**Text block**
+--
HTTP Rate Limiter: Cloudflare Workers Guide

In Part 1, we introduced Cloudflare Workers and the concept of middleware at the edge. We saw how Workers let you execute logic close to your users, and we discussed their V8 isolate runtime. Now it’s time to move from theory to practice.

In this article, we’ll build a working HTTP rate limiter. You’ll learn:

How to track request usage per client
The differences between fixed-window and token-bucket algorithms
How to implement a Durable Object in TypeScript
How to integrate the limiter into Worker middleware
How to test and benchmark your limiter at the edge

By the end, you’ll have a foundation for building your own edge middleware that’s robust, efficient, and globally scalable.

What is HTTP Rate Limiting?

Rate limiting is the process of controlling how often clients can access an API. This is a common practice to throttle traffic, protect backend workloads, and prevent abuse. For rate-limiting to work, clients must be distinguishable; therefore, a unique identifier is often issued to the client (e.g., API key, Client key), or the identifier should be automatically extracted from the client's request (e.g., IP Address).

There are diverse rate-limiting strategies, but for the scope of this article, we'll be exploring two (most common) strategies:

1. Fixed-Window Limiting

The fixed-window algorithm counts requests in discrete time intervals, like 1-minute blocks. For example, if a client is allowed 10 requests per minute, the counter resets at the start of each minute.

Pros:

Simple to implement
Easy to understand

Cons:

“Burstiness” at the window boundary: a client could make 20 requests in quick succession if two windows overlap
Less smooth distribution of requests

2. Token-Bucket Limiting

The token-bucket algorithm is more flexible. Each client has a “bucket” of tokens. Every request consumes one token. Tokens are replenished at a fixed rate. If client's bucket is empty, then the client is blocked.

Pros:

Smooth request flow
Handles bursts gracefully
Easy to tune for limits and refill rates

Cons:

Slightly more complex than fixed-window

For edge deployments, token-bucket is usually preferable because it balances fairness and responsiveness. Think of your favourite rate-limited API service; there's a high chance that Token-Bucket Limiting (or its variant) is being used.

Setting Up the Worker and Durable Objects

To build a reliable rate limiter at the edge, we need a component that can hold state for each client; Cloudflare Durable Objects are perfect for this. They provide a single, consistent state instance per identifier, and all requests for that identifier are routed to the same object, no matter which Cloudflare data center handles them.
+--
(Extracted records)
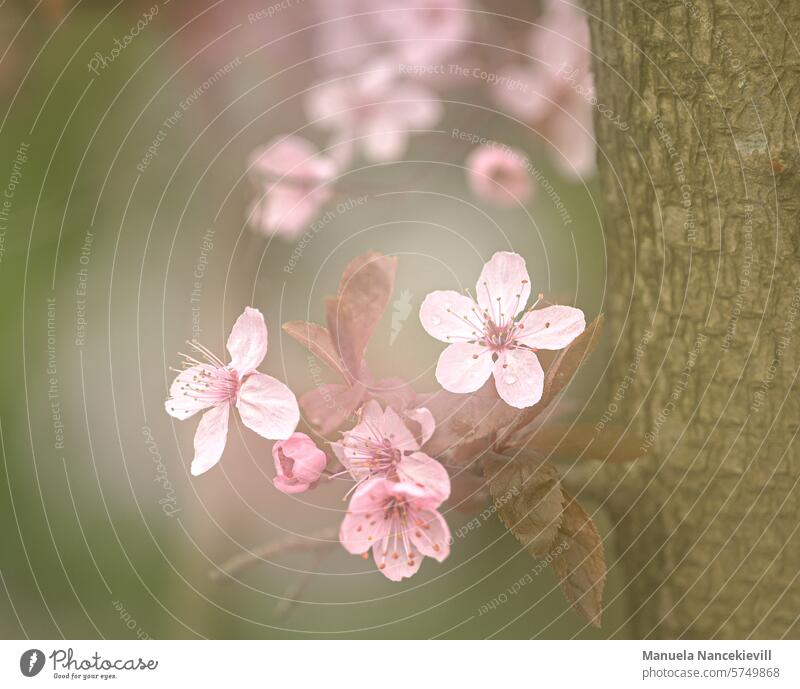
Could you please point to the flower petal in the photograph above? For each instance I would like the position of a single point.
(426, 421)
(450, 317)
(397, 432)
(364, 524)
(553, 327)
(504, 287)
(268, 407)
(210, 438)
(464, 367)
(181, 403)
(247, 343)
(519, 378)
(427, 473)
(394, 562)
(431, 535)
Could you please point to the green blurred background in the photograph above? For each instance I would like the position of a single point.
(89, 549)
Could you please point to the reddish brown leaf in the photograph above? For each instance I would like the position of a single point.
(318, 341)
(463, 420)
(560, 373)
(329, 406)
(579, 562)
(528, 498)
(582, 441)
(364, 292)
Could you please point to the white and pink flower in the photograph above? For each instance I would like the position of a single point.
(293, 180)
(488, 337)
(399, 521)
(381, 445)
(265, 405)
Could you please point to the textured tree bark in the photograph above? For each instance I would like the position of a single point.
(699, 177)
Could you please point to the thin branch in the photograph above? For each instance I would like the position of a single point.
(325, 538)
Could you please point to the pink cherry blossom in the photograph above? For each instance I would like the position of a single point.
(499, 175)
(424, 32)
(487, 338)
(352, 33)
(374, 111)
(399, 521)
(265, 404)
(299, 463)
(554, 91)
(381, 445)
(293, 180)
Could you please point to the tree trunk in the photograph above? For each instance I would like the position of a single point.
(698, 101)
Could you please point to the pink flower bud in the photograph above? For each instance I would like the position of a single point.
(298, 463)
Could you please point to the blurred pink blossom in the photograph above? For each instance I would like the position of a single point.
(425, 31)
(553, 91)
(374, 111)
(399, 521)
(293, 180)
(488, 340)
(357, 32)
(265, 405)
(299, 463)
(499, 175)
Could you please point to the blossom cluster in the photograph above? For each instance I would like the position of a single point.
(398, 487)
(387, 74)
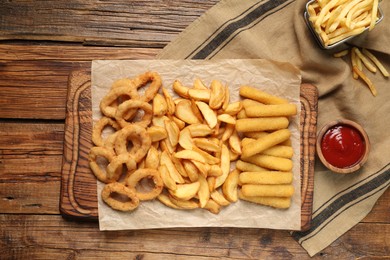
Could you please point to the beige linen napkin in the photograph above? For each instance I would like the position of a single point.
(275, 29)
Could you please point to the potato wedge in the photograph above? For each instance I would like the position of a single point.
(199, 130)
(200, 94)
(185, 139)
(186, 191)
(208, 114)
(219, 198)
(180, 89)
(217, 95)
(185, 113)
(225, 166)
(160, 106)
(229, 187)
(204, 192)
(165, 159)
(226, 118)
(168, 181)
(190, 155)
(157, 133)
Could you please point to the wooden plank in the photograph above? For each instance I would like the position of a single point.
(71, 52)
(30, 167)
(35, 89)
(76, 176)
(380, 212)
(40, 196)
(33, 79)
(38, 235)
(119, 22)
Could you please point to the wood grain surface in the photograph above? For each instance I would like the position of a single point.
+--
**Goal**
Transcribe the stretch of the rate limiter guide from "In this article, we’ll" through "and globally scalable.".

**Solution**
In this article, we’ll build a working HTTP rate limiter. You’ll learn:

How to track request usage per client
The differences between fixed-window and token-bucket algorithms
How to implement a Durable Object in TypeScript
How to integrate the limiter into Worker middleware
How to test and benchmark your limiter at the edge

By the end, you’ll have a foundation for building your own edge middleware that’s robust, efficient, and globally scalable.